• **Task prompt**: What you return should be the full listing, exactly as given.

++++ Records supplied

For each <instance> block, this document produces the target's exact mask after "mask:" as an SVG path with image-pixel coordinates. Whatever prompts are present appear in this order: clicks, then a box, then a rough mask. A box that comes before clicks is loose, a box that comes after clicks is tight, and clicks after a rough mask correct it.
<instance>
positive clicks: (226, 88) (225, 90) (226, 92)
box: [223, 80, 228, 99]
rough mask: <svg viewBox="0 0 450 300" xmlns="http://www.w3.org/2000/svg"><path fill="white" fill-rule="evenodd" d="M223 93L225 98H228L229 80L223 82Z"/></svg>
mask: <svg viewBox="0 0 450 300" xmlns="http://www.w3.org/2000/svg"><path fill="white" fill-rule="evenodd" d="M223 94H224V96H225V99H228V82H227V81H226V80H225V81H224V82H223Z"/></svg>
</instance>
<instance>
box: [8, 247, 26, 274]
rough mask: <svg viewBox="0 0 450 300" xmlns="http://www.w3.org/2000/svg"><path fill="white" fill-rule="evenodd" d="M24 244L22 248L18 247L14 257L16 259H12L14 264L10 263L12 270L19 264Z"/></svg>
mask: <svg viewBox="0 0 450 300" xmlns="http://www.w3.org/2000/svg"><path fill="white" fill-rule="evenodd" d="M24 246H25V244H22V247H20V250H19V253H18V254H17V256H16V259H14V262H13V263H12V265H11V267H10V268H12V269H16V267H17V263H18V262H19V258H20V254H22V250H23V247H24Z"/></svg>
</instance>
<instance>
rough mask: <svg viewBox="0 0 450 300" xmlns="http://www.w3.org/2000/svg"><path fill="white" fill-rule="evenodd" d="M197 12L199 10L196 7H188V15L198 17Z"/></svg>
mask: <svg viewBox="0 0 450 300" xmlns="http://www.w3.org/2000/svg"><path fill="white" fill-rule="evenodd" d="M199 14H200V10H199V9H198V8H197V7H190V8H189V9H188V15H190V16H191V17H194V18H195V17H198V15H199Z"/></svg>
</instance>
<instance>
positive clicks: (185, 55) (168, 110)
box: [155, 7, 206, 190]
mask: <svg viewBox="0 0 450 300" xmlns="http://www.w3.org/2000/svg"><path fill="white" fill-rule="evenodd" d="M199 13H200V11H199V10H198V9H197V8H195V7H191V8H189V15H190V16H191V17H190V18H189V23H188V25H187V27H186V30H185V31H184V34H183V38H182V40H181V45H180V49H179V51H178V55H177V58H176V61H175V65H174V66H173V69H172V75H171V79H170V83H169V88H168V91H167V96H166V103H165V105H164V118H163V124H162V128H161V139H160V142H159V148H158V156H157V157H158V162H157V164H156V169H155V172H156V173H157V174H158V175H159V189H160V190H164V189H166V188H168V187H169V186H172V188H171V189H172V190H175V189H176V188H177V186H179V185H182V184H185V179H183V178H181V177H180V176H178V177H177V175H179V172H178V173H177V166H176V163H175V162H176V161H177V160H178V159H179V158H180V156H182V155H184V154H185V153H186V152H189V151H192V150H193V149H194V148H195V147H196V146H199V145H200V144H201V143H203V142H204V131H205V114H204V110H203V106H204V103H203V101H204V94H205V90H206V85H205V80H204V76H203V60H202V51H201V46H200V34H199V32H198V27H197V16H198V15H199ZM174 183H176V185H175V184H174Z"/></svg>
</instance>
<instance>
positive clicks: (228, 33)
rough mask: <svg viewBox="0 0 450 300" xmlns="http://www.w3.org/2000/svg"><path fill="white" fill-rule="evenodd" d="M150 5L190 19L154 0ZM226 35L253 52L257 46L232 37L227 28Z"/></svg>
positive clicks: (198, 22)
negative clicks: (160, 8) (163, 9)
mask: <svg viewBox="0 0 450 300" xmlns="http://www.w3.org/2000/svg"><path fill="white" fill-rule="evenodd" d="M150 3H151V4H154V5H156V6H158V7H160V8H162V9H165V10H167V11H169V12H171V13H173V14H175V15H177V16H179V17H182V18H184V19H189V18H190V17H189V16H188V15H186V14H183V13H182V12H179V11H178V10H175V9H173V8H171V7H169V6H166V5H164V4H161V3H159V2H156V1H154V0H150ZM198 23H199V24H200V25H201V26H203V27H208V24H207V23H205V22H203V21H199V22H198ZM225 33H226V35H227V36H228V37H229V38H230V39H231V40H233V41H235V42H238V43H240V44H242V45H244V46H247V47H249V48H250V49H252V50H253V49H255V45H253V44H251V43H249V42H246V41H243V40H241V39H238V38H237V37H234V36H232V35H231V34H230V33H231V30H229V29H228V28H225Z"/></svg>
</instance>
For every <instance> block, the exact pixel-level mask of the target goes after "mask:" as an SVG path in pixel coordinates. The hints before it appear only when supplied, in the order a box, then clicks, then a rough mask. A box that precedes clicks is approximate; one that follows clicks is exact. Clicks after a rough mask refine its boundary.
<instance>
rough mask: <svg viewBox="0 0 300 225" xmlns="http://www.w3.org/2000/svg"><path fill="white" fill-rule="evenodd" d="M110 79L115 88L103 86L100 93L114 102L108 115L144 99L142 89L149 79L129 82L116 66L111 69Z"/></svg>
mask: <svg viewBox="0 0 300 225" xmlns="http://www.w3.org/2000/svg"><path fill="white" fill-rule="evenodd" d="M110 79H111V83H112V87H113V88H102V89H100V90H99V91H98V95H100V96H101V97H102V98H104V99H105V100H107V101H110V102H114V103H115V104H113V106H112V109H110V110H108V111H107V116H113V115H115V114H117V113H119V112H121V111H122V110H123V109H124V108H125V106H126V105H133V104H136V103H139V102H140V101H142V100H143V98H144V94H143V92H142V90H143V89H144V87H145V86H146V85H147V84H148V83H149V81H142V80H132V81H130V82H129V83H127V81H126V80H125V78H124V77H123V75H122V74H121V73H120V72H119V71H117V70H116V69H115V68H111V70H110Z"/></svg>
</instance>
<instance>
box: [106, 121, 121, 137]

++++++++

• **Solution to this exercise**:
For each <instance> block, this document produces the target's exact mask after "mask:" as an SVG path with image-pixel coordinates. Whatever prompts are present appear in this order: clicks, then a box, then a rough mask. A box that comes before clicks is loose, a box that comes after clicks is tight, and clicks after a rough mask correct it.
<instance>
positive clicks: (226, 88) (225, 90) (226, 92)
box: [223, 80, 228, 99]
rough mask: <svg viewBox="0 0 450 300" xmlns="http://www.w3.org/2000/svg"><path fill="white" fill-rule="evenodd" d="M223 93L225 98H228L229 80L223 82Z"/></svg>
mask: <svg viewBox="0 0 450 300" xmlns="http://www.w3.org/2000/svg"><path fill="white" fill-rule="evenodd" d="M223 94H224V96H225V99H228V82H227V81H226V80H225V81H224V82H223Z"/></svg>
</instance>
<instance>
box: [8, 247, 26, 274]
rough mask: <svg viewBox="0 0 450 300" xmlns="http://www.w3.org/2000/svg"><path fill="white" fill-rule="evenodd" d="M24 244L22 248L18 247L14 257L16 259H12L14 264L10 263L12 270L19 264Z"/></svg>
mask: <svg viewBox="0 0 450 300" xmlns="http://www.w3.org/2000/svg"><path fill="white" fill-rule="evenodd" d="M24 246H25V244H22V247H20V250H19V253H18V254H17V256H16V259H14V262H13V263H12V265H11V267H10V268H12V269H16V267H17V263H18V262H19V258H20V254H22V250H23V247H24Z"/></svg>
</instance>
<instance>
rough mask: <svg viewBox="0 0 450 300" xmlns="http://www.w3.org/2000/svg"><path fill="white" fill-rule="evenodd" d="M197 12L199 10L196 7H188V15L198 17Z"/></svg>
mask: <svg viewBox="0 0 450 300" xmlns="http://www.w3.org/2000/svg"><path fill="white" fill-rule="evenodd" d="M199 14H200V10H199V9H198V8H197V7H190V8H189V9H188V15H190V16H191V17H194V18H195V17H198V15H199Z"/></svg>
</instance>
<instance>
positive clicks: (185, 55) (168, 110)
box: [155, 7, 206, 190]
mask: <svg viewBox="0 0 450 300" xmlns="http://www.w3.org/2000/svg"><path fill="white" fill-rule="evenodd" d="M199 13H200V11H199V10H198V9H197V8H195V7H191V8H189V15H190V16H191V17H190V18H189V23H188V25H187V27H186V30H185V31H184V34H183V38H182V40H181V45H180V49H179V51H178V55H177V58H176V61H175V65H174V66H173V69H172V75H171V79H170V83H169V88H168V91H167V96H166V103H165V105H164V118H163V124H162V128H161V139H160V142H159V148H158V156H157V157H158V162H157V164H156V169H155V172H156V173H157V174H158V175H159V189H160V190H164V189H166V188H168V187H169V186H172V188H171V189H172V190H175V189H176V188H177V186H179V185H182V184H185V179H183V178H181V177H180V176H178V177H177V175H179V172H178V173H177V166H176V163H175V162H176V161H177V160H178V159H179V158H180V156H182V155H184V154H185V153H186V152H189V151H192V150H193V149H194V148H195V147H196V146H199V145H200V144H201V143H203V142H204V131H205V114H204V110H203V106H204V103H203V101H204V94H205V90H206V85H205V80H204V76H203V60H202V51H201V46H200V34H199V32H198V27H197V16H198V15H199ZM174 183H176V185H175V184H174Z"/></svg>
</instance>
<instance>
positive clicks: (228, 33)
rough mask: <svg viewBox="0 0 450 300" xmlns="http://www.w3.org/2000/svg"><path fill="white" fill-rule="evenodd" d="M150 5L190 19L154 0ZM226 35L253 52L257 46L232 37L227 28Z"/></svg>
positive clicks: (198, 22)
negative clicks: (160, 8) (163, 9)
mask: <svg viewBox="0 0 450 300" xmlns="http://www.w3.org/2000/svg"><path fill="white" fill-rule="evenodd" d="M150 3H151V4H154V5H156V6H158V7H160V8H162V9H165V10H167V11H169V12H171V13H173V14H175V15H177V16H179V17H182V18H184V19H189V18H190V17H189V16H188V15H186V14H183V13H182V12H179V11H178V10H175V9H173V8H171V7H169V6H166V5H164V4H161V3H159V2H156V1H154V0H150ZM198 23H199V24H200V25H201V26H203V27H208V24H207V23H205V22H203V21H199V22H198ZM225 33H226V35H227V36H228V37H229V38H230V39H231V40H233V41H235V42H238V43H240V44H242V45H244V46H247V47H249V48H250V49H252V50H253V49H255V45H253V44H251V43H249V42H246V41H243V40H241V39H238V38H237V37H234V36H232V35H231V34H230V33H231V30H229V29H228V28H225Z"/></svg>
</instance>
For every <instance> block, the exact pixel-level mask of the target goes after "mask:" as an SVG path in pixel coordinates. The hints before it appear only when supplied, in the order a box, then clicks, then a rough mask. A box that precedes clicks is approximate; one that follows clicks is exact. Clicks after a rough mask refine its boundary.
<instance>
rough mask: <svg viewBox="0 0 300 225" xmlns="http://www.w3.org/2000/svg"><path fill="white" fill-rule="evenodd" d="M110 79L115 88L103 86L100 93L114 102L108 115L144 99L142 89L149 79L129 82L116 66L111 69Z"/></svg>
mask: <svg viewBox="0 0 300 225" xmlns="http://www.w3.org/2000/svg"><path fill="white" fill-rule="evenodd" d="M110 79H111V83H112V87H113V88H102V89H100V90H99V91H98V95H100V96H101V97H102V98H104V99H105V100H107V101H110V102H114V103H115V104H113V106H112V109H110V110H108V111H107V116H113V115H115V114H117V113H119V112H121V111H122V110H123V109H124V108H125V106H126V105H133V104H136V103H139V102H140V101H142V100H143V98H144V94H143V92H142V90H143V89H144V87H145V86H146V85H147V84H148V83H149V81H142V80H132V81H130V82H129V83H127V81H126V80H125V78H124V77H123V75H122V74H121V73H120V72H119V71H117V70H116V69H115V68H111V70H110Z"/></svg>
</instance>
<instance>
box: [106, 121, 121, 137]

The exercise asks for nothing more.